## Task to carry out
Reproduce the entire listing below verbatim, leaving out the pictures.

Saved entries
===============
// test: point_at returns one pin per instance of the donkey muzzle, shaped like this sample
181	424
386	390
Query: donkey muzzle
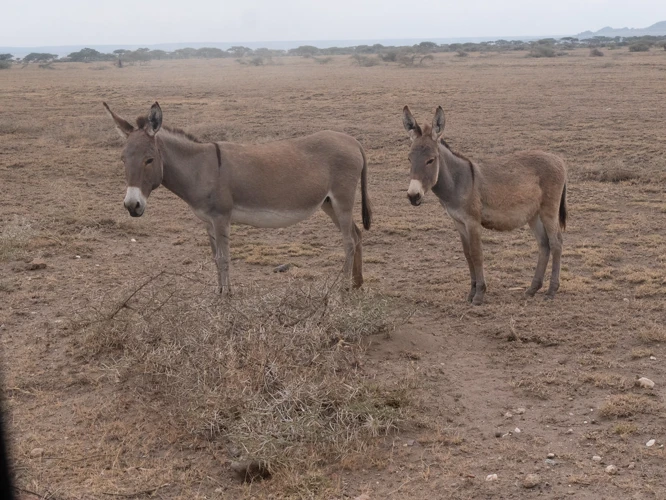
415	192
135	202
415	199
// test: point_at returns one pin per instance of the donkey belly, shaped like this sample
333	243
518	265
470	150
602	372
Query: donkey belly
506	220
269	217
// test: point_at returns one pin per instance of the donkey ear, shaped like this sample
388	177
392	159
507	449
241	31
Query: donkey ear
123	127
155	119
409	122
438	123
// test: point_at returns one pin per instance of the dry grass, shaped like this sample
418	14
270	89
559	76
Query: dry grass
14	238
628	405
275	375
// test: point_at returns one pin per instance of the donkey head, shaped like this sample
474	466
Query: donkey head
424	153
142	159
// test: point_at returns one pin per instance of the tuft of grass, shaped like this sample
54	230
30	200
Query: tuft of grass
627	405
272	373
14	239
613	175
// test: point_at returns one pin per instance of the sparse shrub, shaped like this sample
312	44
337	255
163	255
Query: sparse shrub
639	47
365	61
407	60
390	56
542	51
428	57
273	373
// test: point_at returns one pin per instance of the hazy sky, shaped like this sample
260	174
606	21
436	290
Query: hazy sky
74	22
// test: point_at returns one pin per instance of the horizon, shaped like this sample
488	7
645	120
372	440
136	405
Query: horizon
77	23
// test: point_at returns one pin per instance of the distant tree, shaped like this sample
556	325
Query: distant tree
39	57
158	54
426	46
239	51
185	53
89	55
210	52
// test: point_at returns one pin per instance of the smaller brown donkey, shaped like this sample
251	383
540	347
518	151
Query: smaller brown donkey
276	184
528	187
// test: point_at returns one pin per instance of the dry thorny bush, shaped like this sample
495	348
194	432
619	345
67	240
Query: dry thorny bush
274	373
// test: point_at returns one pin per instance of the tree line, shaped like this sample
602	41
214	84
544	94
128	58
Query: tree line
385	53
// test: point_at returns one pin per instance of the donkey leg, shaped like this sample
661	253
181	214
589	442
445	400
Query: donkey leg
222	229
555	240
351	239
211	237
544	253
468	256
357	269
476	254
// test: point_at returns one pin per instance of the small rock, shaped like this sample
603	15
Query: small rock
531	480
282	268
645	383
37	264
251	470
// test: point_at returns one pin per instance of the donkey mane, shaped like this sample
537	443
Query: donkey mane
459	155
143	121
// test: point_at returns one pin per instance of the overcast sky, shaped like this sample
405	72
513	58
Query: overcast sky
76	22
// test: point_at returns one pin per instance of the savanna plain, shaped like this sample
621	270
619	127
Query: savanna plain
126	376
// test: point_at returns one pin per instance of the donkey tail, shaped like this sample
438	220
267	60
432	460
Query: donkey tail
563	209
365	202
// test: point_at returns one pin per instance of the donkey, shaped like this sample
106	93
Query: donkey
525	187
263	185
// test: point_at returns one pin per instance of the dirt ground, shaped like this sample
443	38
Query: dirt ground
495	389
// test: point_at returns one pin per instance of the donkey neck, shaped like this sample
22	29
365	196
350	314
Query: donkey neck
===============
## Result
// test: point_at returns one pin per instance of the donkey muzzle, shaped like this sample
181	424
386	390
Query: donkey muzzle
415	192
135	202
415	199
// test: point_at returns one pin per instance of the donkey belly, shaped like this sample
333	243
518	265
470	150
602	372
Query: donkey belly
506	220
269	217
// test: point_at returns one pin per instance of the donkey ear, shaped like this sample
388	177
392	159
507	449
241	31
Query: donkey ear
123	127
155	119
409	122
438	123
// test: point_at returns one pin per instance of the dry grass, shaped like this sample
418	14
270	89
559	76
Query: dry grass
14	238
628	405
275	375
// test: point_at returns one pin per instance of the donkey head, shaped like this sample
474	466
Query: donkey head
424	153
142	159
// test: point_at returns one pin per instance of the tuft of grass, shaped like this sample
54	230
30	200
Query: tuft of grass
627	405
272	373
14	239
613	175
// test: point_at returns one pin per instance of the sparse shrub, shaped like this sample
312	44
337	255
163	255
Query: sparse shrub
639	47
365	61
407	60
390	56
542	51
428	57
273	373
// test: point_at returns one pin per instance of the hazy sky, shaped like this sample
260	174
606	21
436	290
Query: hazy sky
74	22
// test: point_at returns one pin per instance of the horizon, shaped like this sample
488	7
645	120
372	440
136	405
Query: horizon
77	23
// test: point_at returns one pin per instance of the distant tree, shaped like this sample
556	325
Query: distant tree
39	57
158	54
426	46
239	51
185	53
89	55
210	52
// test: point_at returns one pin per instance of the smaller brown donkey, shaped like this sample
251	383
540	347
518	151
Query: smaller brown donkey
276	184
528	187
// test: point_at returns one pin per instance of the dry thorny bush, shaped like this sample
495	348
194	432
619	345
67	240
Query: dry thorny bush
274	373
// test: point_at returns one pin per instance of the tree line, shaped like this sample
602	41
214	84
544	94
128	58
Query: tree line
385	53
// test: point_at returns one pin per instance of the donkey leg, shaped like this sample
661	253
181	214
589	442
445	400
Query: donkey leg
222	229
555	240
351	239
211	237
544	253
468	256
357	269
476	254
// test: point_at returns one pin per instance of the small rock, shaped like this sample
603	15
Query: small rock
531	480
282	268
645	383
37	264
251	470
// test: point_at returns one pin per instance of the donkey mane, shaped like this sample
537	443
Query: donkey mane
459	155
143	121
// test: point_at returns one pin per instance of the overcast sky, shaped like this sample
405	72
513	58
Query: overcast sky
76	22
// test: point_at returns one pin per instance of the savanna plain, shaped like this sample
621	270
619	127
Query: savanna plain
126	376
// test: point_at returns one pin per instance of the donkey tail, shaped like this sample
438	220
267	60
432	460
Query: donkey tail
563	209
365	202
// test: point_at returns one pin per instance of the donkey, shaped like this sample
106	93
Query: donkey
525	187
263	185
// test: point_at returns one pin per instance of the dirt ground, shaped like this sample
443	38
Query: dirt ground
495	389
// test: point_at returns one pin per instance of the donkey neck, shaped like this sample
22	29
365	196
350	314
Query: donkey neck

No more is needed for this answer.